» **Directions for this task**
Reproduce the records exactly.

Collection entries
--- start ---

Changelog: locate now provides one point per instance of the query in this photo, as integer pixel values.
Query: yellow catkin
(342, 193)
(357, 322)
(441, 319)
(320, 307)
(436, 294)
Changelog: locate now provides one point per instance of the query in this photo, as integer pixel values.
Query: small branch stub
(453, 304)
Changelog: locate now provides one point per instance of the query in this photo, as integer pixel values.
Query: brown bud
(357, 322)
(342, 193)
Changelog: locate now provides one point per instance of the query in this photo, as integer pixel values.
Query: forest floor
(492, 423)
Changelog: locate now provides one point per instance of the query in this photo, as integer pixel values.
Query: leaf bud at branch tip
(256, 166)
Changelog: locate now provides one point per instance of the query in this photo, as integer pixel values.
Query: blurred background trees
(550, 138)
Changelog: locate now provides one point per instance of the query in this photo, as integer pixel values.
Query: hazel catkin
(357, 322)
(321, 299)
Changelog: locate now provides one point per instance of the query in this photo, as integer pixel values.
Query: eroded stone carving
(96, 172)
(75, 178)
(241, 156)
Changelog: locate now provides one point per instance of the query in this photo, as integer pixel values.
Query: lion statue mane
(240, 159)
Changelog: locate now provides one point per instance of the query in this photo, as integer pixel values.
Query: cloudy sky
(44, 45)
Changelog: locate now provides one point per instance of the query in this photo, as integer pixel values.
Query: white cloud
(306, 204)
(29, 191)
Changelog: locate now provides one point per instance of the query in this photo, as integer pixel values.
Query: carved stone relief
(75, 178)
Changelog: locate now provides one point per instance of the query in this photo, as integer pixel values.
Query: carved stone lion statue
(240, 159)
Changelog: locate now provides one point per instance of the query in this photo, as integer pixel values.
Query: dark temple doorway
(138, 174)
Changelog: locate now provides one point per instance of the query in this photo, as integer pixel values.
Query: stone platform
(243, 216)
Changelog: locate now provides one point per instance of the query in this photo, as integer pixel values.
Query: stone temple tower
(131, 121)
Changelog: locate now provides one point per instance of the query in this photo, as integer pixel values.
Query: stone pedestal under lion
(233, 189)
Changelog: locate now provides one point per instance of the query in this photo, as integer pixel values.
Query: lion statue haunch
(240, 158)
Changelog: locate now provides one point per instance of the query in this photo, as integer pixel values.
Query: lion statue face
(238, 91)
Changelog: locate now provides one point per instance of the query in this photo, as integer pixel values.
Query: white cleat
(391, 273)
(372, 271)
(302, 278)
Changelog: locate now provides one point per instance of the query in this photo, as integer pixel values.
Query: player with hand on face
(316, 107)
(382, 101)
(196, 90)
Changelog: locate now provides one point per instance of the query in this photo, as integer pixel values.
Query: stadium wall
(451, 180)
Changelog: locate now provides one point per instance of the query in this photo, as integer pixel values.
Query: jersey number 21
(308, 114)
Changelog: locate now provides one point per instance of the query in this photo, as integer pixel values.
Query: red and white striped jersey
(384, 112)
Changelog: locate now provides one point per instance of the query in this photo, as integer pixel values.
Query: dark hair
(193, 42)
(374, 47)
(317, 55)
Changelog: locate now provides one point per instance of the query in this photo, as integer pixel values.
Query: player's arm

--- end ---

» **Output for this task**
Changelog: locate now provides one point per instance of the query in this photo, as integer pixel values.
Query: yellow catkin
(342, 193)
(357, 322)
(441, 319)
(320, 307)
(436, 294)
Changelog: locate now provides one point per instance of the query in this photo, as integer pixel values.
Query: small branch stub
(453, 304)
Changelog: locate now provides one point per instance of the query in this photo, as integer pixel values.
Query: brown bud
(357, 322)
(342, 193)
Changelog: locate now provides one point per instance of the query in this photo, as integer pixel values.
Query: forest floor
(492, 423)
Changelog: locate now provides one point per instance of the query in this photo, as integer pixel values.
Query: leaf bud at branch tip
(256, 166)
Changelog: locate now provides one point per instance of the query in this photo, as integer pixel values.
Query: blurred background trees
(550, 138)
Changelog: locate now provides one point per instance of the query in this photo, as integer pixel values.
Query: hazel catkin
(357, 322)
(321, 299)
Changelog: locate now provides one point per instance of the query in this photo, as integer pixel values.
Query: eroded stone carving
(96, 172)
(75, 178)
(241, 156)
Changelog: locate now provides one point per instance of the query in this photo, as integer pixel values.
Query: lion statue mane
(240, 159)
Changelog: locate now provides one point per instance of the query in this photo, as integer pixel values.
Query: cloudy sky
(44, 45)
Changelog: locate now provides one point per instance of the query in this photo, as integer pixel values.
Query: white cloud
(306, 204)
(29, 191)
Changelog: locate now provides one point per instance of the query in this photo, as integer pixel values.
Query: carved stone relief
(75, 178)
Changelog: locate now provides one point per instance of the query in this photo, as integer pixel values.
Query: carved stone lion statue
(240, 159)
Changelog: locate now provides one point per instance of the query in this photo, as integer pixel values.
Query: dark temple doorway
(138, 174)
Changelog: locate now provides one point per instance of the query in this photo, as integer pixel values.
Query: stone platform
(243, 216)
Changelog: locate now provides one point per instance of the query in this photo, as integer pixel values.
Query: stone temple tower
(131, 121)
Changelog: locate now provides one point per instance of the query in this photo, as integer pixel values.
Query: stone pedestal under lion
(233, 189)
Changelog: locate now provides one point per instance of the query in this photo, as integer pixel values.
Query: lion statue haunch
(240, 158)
Changelog: locate now provides one point per instance of the query in this photo, as integer pixel values.
Query: lion statue face
(238, 91)
Changelog: locate now provides one point per instance of the query in this photo, as integer pixel values.
Query: white cleat
(391, 273)
(372, 271)
(302, 278)
Changelog: locate now provides one point per instance of the query in this photo, as integer pixel values.
Query: player with hand on face
(316, 107)
(382, 101)
(196, 90)
Changelog: locate now provides one point per instance of the query in this photo, as integer pixel values.
Query: stadium wall
(451, 180)
Changelog: locate now provides one point per instance of the query in this photo, as integer pixel values.
Query: jersey number 21
(308, 114)
Changelog: locate now provides one point per instance of the query in this photo, as integer pixel values.
Query: red and white striped jersey
(384, 112)
Changelog: locate now provides one point per instance of the query in this photo, as integer pixel values.
Query: dark hair
(193, 42)
(374, 47)
(317, 55)
Changelog: locate now provides one point per instance of the query in this photo, as integer pixel values.
Query: player's arm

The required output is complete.